Next, we analyzed infiltration of TAMs in tumor. The number of CD68 macrophages and CD163 macrophages in tumor were similar between the responder group and the non-responder group.

Pretreatment expression of VEGF, PD-L1, PD-L2 and TIM3 on tumor

Expressions of VEGF, PD-L1, PD-L2 and TIM3 on tumor cells in the responder group and the non-responder group were analyzed (Table 2). There were no significant differences between the two groups in the proportions of cases with VEGF-positive tumor, PD-L1-positive tumor and PD-L2-positive tumor. Immunostaining of tumor tissues demonstrated TIM3 expression on both immune cells and tumor cells. We detected TIM3 expression on tumor cells in all the responders. A significant difference in the proportion of cases with TIM3-positive tumor was observed between the responder and non-responder groups (100% versus 53.9%, p < 0.01). Expression of pan-cytokeratin AE1/AE3 was similar between the responder group and the non-responder group.

Clinical significance of TIM3 expression on tumor cells

An exploratory analysis was performed to evaluate the prognostic relevance of the results of quantitative multi-IF analysis. Multivariate analysis identified TIM3 expression on tumor cell as the only significant independent variable associated with the response to anti-PD-1 therapy (Table 2). Immunostaining of tissues from patients with good response to Nivo monotherapy revealed TIM3 expression mainly on tumor cells with no co-expression with CD8 (Fig. 2, responder case). Immunostaining of tissues from patients with rapidly progressive disease during Nivo monotherapy showed considerably low expression of TIM3 on tumor cells (Fig. 2, non-responder case).

Fig. 2 — Multi-immunofluorescence (IF) staining of a responder case and a non-responder case.

Multi-IF demonstrates different TIM3 expression patterns in tumor between the responder case and the non-responder case (magnification: × 20). Responder case (left): TIM3 expression is seen mainly on tumor cells and does not co-express with CD8. Non-responder case (right): TIM3 expression is found mainly in the stroma of tumor. TIM3 expression on tumor cells is considerably low.

The correlation between TIM3 expression and clinicopathologic factors was then analyzed. Patients with TIM3-positive tumor cells had significantly longer OS and PFS than those with TIM3-negative tumor cells (Fig. 3). In the present study, 6 patients with TIM-3 positive tumor cells were classified into the non-responder group. In a subgroup analysis of the non-responder group, patients with TIM3-positive tumor cells tender to have significantly lower rate of PD (14.3% versus 66.7%, p = 0.01), a tendency of longer PFS (12.4 months versus 5.1 months, p = 0.10) and apparently longer OS (14.0 months versus 8.8 months, p = 0.27) than those with TIM3-negative tumor cells. Patients with TIM3-positive tumor and those with TIM3-negative tumor did not differ in the frequencies of exhibiting pathological characteristics indicating aggressive behavior of RCC [higher pathological tumor stage (pT stage), higher nuclear grade, presence of sarcomatoid differentiation, presence of necrosis, and presence of venous infiltration] (Supplementary Table 3).

DATA FOR REVIEW:
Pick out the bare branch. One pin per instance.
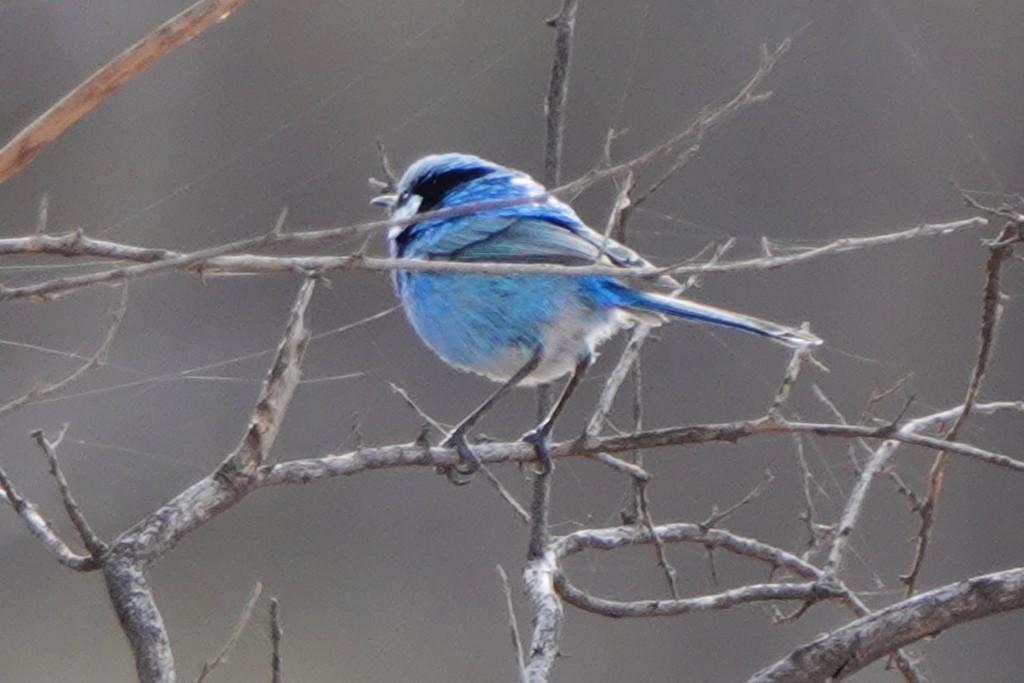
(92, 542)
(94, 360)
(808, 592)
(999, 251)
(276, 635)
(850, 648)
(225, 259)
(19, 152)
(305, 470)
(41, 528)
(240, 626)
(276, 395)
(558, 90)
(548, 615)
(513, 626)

==

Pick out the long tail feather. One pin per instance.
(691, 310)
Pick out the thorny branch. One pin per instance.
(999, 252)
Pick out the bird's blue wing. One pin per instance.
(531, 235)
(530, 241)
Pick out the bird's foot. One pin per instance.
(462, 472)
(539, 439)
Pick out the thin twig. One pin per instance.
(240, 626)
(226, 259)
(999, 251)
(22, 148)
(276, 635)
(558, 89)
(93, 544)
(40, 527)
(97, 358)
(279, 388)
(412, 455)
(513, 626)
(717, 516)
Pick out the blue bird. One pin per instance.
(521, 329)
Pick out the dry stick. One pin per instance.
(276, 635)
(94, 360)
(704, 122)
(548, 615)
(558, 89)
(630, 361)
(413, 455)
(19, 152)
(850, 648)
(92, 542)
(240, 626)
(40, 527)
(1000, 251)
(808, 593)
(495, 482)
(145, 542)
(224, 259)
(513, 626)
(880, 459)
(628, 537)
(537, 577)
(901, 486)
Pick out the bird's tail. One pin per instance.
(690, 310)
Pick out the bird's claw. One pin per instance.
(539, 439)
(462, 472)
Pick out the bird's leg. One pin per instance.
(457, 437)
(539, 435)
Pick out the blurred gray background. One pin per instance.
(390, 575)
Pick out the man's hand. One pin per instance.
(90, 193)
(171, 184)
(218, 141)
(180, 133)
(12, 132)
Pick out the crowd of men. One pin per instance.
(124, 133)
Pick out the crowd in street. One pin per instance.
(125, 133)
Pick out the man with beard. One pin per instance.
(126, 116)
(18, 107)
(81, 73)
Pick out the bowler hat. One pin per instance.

* * *

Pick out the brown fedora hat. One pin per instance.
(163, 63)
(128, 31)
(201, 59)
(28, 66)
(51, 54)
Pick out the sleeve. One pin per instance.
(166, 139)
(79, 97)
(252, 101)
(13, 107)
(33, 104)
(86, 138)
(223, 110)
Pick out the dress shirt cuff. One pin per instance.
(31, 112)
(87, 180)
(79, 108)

HOW TO COMPLETE THIS TASK: Copy the stretch of the TIM3 expression text from "Multi-IF demonstrates different" through "is considerably low.", swapping "stroma" for "margin".

TASK ANSWER:
Multi-IF demonstrates different TIM3 expression patterns in tumor between the responder case and the non-responder case (magnification: × 20). Responder case (left): TIM3 expression is seen mainly on tumor cells and does not co-express with CD8. Non-responder case (right): TIM3 expression is found mainly in the margin of tumor. TIM3 expression on tumor cells is considerably low.